Les tentatives de préservation de l’industrie du ski font réagir les écologistes. En mars 2023, des militants armés de drapeaux et de banderoles se sont rassemblés à Pian del Poggio, dans les Apennins italiens, pour protester contre l’installation de canons à neige dans la station située à 1 300 mètres d’altitude. Cinq groupes écologistes espagnols font pression sur l’Union Européenne pour bloquer une subvention de 26 millions d’euros destinée à financer un projet de jonction de deux stations de ski dans les Pyrénées. La plupart des économistes et des climatologues affirment qu’essayer de maintenir les stations de ski à basse altitude est voué à l’échec et que la fabrication de neige artificielle ne fait que retarder l’inévitable.

• Extraits du corpus:

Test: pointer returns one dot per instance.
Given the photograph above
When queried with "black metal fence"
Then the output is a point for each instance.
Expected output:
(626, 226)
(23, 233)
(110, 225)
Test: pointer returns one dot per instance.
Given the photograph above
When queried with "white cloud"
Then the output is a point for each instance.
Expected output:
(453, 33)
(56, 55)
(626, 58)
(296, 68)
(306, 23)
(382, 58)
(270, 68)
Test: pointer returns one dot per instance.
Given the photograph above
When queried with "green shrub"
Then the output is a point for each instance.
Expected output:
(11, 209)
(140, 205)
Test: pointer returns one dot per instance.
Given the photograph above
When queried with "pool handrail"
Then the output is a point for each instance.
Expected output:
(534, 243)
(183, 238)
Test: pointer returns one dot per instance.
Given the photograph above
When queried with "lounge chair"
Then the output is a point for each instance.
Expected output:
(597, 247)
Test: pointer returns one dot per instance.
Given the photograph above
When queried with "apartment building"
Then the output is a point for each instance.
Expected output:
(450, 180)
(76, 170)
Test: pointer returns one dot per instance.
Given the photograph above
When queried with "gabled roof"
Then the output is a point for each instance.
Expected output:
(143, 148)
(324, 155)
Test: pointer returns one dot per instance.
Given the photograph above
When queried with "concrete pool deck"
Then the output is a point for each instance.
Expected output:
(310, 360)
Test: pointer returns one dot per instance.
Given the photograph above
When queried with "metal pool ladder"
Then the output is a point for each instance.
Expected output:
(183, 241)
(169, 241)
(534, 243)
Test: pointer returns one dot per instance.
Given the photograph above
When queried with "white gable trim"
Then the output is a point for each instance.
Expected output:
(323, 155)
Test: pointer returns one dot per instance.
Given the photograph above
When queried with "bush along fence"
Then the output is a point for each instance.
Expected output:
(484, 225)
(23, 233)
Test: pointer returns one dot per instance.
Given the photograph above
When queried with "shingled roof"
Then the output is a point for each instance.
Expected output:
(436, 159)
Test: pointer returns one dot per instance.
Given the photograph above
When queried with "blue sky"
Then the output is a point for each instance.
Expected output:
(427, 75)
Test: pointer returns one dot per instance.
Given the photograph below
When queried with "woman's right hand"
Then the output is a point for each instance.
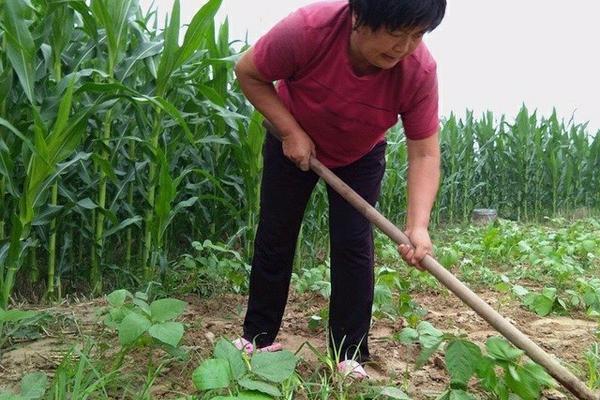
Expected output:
(299, 147)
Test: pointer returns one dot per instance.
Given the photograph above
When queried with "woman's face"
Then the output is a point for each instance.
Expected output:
(382, 49)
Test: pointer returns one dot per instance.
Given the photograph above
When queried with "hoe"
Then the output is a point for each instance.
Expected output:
(497, 321)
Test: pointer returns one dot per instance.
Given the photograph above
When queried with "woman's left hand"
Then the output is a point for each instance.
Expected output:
(421, 241)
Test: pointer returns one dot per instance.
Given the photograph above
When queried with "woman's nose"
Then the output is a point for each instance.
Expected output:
(403, 45)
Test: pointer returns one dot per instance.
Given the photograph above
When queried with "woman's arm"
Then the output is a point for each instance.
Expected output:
(423, 182)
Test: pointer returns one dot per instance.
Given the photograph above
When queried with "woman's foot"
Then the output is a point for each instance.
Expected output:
(243, 344)
(352, 369)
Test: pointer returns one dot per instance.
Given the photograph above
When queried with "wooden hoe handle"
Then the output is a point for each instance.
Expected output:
(508, 330)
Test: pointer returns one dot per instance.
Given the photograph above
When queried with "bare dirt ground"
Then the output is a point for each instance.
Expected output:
(393, 363)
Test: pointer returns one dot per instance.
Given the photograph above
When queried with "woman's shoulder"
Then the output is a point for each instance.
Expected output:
(420, 61)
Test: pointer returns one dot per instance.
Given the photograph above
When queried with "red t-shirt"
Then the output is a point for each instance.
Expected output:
(345, 115)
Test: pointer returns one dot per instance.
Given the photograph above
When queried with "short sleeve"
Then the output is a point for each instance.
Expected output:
(279, 54)
(421, 120)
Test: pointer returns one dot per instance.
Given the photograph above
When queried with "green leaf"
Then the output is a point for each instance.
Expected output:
(167, 332)
(394, 393)
(15, 315)
(408, 335)
(274, 367)
(457, 394)
(33, 385)
(212, 374)
(117, 298)
(259, 386)
(196, 32)
(20, 47)
(501, 350)
(122, 225)
(132, 327)
(462, 357)
(429, 336)
(87, 203)
(247, 395)
(426, 353)
(166, 309)
(225, 350)
(543, 303)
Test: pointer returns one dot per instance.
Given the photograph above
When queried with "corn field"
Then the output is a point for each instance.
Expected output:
(123, 140)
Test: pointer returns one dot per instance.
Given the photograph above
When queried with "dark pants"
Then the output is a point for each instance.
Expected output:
(284, 194)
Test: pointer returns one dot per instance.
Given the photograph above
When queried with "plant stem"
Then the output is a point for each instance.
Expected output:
(96, 273)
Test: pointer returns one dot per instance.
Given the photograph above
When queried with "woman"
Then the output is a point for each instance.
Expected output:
(345, 71)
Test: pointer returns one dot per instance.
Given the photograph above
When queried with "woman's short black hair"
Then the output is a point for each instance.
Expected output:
(398, 14)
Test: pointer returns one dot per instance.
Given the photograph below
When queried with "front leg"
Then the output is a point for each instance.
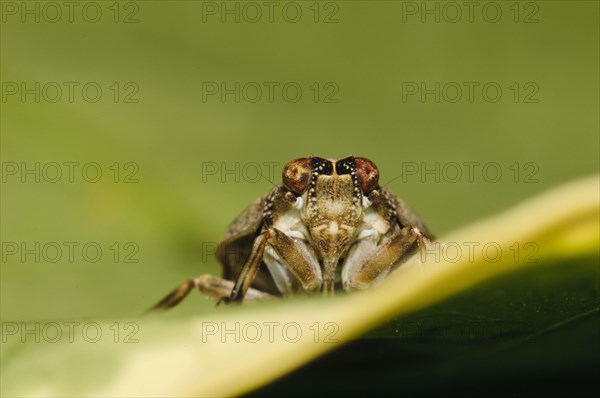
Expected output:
(295, 254)
(369, 261)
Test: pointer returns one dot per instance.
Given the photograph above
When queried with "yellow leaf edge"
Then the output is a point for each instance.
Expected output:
(190, 358)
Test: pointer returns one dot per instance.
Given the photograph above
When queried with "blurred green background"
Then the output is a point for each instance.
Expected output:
(354, 62)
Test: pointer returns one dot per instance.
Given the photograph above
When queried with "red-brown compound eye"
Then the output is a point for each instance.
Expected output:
(368, 174)
(296, 175)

• Consignes:
a – Relevez tous les noms de lieux géographiques (localités et massifs montagneux) cités dans le texte sur l'industrie du ski.
b – Extrayez du texte sur l'industrie du ski le passage qui s'ouvre sur les mots contenant « Les tentatives de » et se clôt sur « que retarder l’inévitable. ».
Les entrées proviennent d'une source distincte.

• Résultats attendus:
a – Pian del Poggio, les Apennins, les Pyrénées

b –
Les tentatives de préservation de l’industrie du ski font réagir les écologistes. En mars 2023, des militants armés de drapeaux et de banderoles se sont rassemblés à Pian del Poggio, dans les Apennins italiens, pour protester contre l’installation de canons à neige dans la station située à 1 300 mètres d’altitude. Cinq groupes écologistes espagnols font pression sur l’Union Européenne pour bloquer une subvention de 26 millions d’euros destinée à financer un projet de jonction de deux stations de ski dans les Pyrénées. La plupart des économistes et des climatologues affirment qu’essayer de maintenir les stations de ski à basse altitude est voué à l’échec et que la fabrication de neige artificielle ne fait que retarder l’inévitable.